• **Task instructions**:
Copy the entries from the line with "of the clear" through the end of the entries, switching "instance" to "occurrence" and leaving everything else unchanged.

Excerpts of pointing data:
------------------------------------

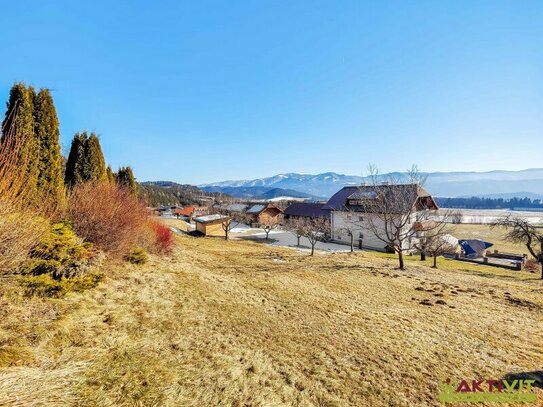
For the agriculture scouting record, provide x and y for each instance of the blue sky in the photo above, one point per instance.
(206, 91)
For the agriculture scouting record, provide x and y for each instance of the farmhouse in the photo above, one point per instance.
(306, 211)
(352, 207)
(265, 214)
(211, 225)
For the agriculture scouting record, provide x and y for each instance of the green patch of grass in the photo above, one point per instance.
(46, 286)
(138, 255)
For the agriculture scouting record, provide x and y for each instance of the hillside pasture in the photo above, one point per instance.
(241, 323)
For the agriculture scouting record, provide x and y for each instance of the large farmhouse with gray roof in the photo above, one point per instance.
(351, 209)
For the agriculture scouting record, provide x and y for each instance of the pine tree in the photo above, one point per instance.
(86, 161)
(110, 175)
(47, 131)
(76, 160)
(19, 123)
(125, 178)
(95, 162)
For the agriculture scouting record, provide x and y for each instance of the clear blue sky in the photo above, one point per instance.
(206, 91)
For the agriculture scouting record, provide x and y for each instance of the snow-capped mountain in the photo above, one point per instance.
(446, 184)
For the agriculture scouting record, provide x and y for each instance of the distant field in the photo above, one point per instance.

------------------------------------

• **Finished answer**:
For the agriculture scouting record, provide x and y for each occurrence of the clear blue sky in the photo above, one point per occurrence.
(206, 91)
For the agriculture scouting record, provide x and y for each occurrence of the snow-capped mountain in the photo above, one point per occurrence.
(446, 184)
For the agriculture scouting record, provide x and y for each occurrence of the distant field in the photo above, one point per occurrence.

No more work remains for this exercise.